**Short exercise:** Repeat every line of the material, character for character.

**Dataset entries:**
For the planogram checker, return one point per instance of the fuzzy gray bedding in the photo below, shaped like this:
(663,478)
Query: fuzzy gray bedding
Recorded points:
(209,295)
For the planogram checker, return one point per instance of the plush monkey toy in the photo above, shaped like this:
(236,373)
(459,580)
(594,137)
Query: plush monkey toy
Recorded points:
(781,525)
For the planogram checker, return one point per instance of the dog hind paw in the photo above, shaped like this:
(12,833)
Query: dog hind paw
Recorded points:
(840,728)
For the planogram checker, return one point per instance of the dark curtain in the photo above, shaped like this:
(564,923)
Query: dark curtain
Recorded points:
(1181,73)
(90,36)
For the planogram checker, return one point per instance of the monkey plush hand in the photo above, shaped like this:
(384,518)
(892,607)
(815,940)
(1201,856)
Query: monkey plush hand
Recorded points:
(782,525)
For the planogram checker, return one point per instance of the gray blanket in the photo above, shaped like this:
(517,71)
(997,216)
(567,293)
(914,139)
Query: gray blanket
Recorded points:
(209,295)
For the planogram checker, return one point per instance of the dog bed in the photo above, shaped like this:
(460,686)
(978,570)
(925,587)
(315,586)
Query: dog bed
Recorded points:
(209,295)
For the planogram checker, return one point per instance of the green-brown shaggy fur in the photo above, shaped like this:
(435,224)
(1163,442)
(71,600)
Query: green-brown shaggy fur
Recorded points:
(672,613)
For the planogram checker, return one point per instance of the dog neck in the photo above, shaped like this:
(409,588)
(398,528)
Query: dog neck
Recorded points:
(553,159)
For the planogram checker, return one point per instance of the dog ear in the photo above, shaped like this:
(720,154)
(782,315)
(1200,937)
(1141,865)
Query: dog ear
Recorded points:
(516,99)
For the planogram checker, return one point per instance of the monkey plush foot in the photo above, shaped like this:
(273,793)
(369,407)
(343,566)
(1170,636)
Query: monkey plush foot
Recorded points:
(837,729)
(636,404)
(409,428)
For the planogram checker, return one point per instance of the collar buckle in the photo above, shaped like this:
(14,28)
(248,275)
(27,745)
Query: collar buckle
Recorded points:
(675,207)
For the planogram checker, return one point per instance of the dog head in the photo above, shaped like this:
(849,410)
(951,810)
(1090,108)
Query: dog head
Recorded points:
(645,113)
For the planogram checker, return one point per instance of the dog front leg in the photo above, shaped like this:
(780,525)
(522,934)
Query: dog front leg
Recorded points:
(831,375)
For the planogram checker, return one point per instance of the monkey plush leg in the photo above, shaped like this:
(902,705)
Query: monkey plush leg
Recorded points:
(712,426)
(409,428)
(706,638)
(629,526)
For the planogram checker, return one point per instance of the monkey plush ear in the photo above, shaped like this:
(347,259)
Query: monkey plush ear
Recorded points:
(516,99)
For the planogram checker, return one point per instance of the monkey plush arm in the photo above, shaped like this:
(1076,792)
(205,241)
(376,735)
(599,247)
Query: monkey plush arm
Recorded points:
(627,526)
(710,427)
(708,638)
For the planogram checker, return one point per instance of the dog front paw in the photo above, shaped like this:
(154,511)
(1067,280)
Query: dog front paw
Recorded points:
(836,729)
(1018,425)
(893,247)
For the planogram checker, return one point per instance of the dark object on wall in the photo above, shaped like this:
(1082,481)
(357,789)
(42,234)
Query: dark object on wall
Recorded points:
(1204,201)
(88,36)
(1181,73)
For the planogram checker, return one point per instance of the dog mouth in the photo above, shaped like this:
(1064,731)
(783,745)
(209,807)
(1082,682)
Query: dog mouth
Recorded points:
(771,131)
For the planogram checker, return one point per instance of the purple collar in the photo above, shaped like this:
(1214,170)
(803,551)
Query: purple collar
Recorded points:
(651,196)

**Response to this exercise:**
For the planogram checker, return one point per instance of the fuzzy gray bedding in the photo below, shaped like this:
(663,478)
Query: fuzzy gray bedding
Recorded points:
(209,295)
For the planogram checker, return one point per instance of the plush monkey toy in the photo above, shaped like this:
(236,373)
(459,580)
(594,137)
Query: plush monkey toy
Recorded points:
(781,525)
For the planogram checker, return one point per instance of the dog hind paw in the photo above, shaped like this:
(12,833)
Query: dog hind paw
Recorded points:
(840,728)
For the planogram checker, return one point per instance of the dark curtain in the photo above, shaped like this:
(564,923)
Query: dark curtain
Recorded points:
(1181,73)
(90,36)
For the planogram checker, return one point per instance of the monkey plush hand in the photo above, shaped like this:
(384,518)
(892,607)
(815,940)
(1201,856)
Query: monkey plush hand
Recorded points:
(782,525)
For the planogram checker, return one point per instance of the gray blanket in the photo above, shaped like this:
(517,71)
(997,216)
(567,293)
(914,139)
Query: gray blanket
Recorded points:
(209,295)
For the planogram checker, return one point per instance of the dog bed in the photo above, shaped like this:
(460,686)
(978,570)
(925,587)
(315,586)
Query: dog bed
Recorded points:
(209,295)
For the planogram checker, return one point per instance of the green-brown shaggy fur in the photo above, shaped like this:
(435,224)
(1163,442)
(71,600)
Query: green-brown shaggy fur
Recorded points:
(672,613)
For the planogram checker, return one point per instance of the dog neck in the photo above, shaped like this:
(409,588)
(398,528)
Query: dog neck
Recorded points:
(553,159)
For the planogram checker, return one point per instance of the dog ear in the photo above, shaped like this:
(720,154)
(782,315)
(1200,937)
(1141,865)
Query: dog ear
Recorded points:
(516,99)
For the planogram checker, return one point per instance of the monkey plush foot in the photo above, shaped like this:
(273,793)
(369,407)
(343,566)
(1170,636)
Query: monkey plush foot
Recorded points:
(837,729)
(636,404)
(409,428)
For the planogram checker, return one point per instance of the collar buckle in the photo above, shaped like this:
(14,28)
(248,275)
(27,745)
Query: collar buckle
Recorded points:
(675,207)
For the planogram checker, return one point per instance of the dog head in the photo above, shaped like this:
(849,410)
(951,810)
(1090,108)
Query: dog head
Recorded points:
(645,113)
For the planogram checker, return one point per instance of the dog front leg in the photo above, shaped like this:
(780,525)
(522,934)
Query: dog front leg
Recorded points:
(831,375)
For the planogram checker, return one point per instance of the monkey plush leg in the photo above, shaped like this:
(902,705)
Query: monkey plush leg
Recorded points:
(712,426)
(409,428)
(706,638)
(629,526)
For the planogram checker, return one point per instance of the monkey plush ear in the photo above, shaped like this:
(347,259)
Query: monkey plush ear
Recorded points:
(516,99)
For the planogram checker, return one point per instance of the monkey plush arm in the photo above, shaped like this:
(1076,792)
(205,241)
(376,735)
(599,247)
Query: monkey plush arm
Recorded points:
(627,526)
(710,427)
(708,638)
For the planogram checker, return one point per instance of the dog front paw in the photo above, shaped like this:
(154,511)
(1067,280)
Query: dog front paw
Recorded points:
(836,729)
(1018,425)
(893,247)
For the planogram checker, return one point per instance of the dark object on wall in the photo above, shaped like this:
(1082,481)
(357,789)
(42,234)
Query: dark object on wall
Recorded points:
(1204,201)
(88,36)
(1181,73)
For the planogram checker, return one point per instance of the dog mouth in the photo above, shaped like this:
(1064,731)
(783,745)
(209,807)
(1082,682)
Query: dog mouth
Recorded points:
(771,131)
For the planogram checker, return one point per instance of the purple collar in the photo above, shaped like this:
(1214,170)
(803,551)
Query: purple collar
Recorded points:
(651,196)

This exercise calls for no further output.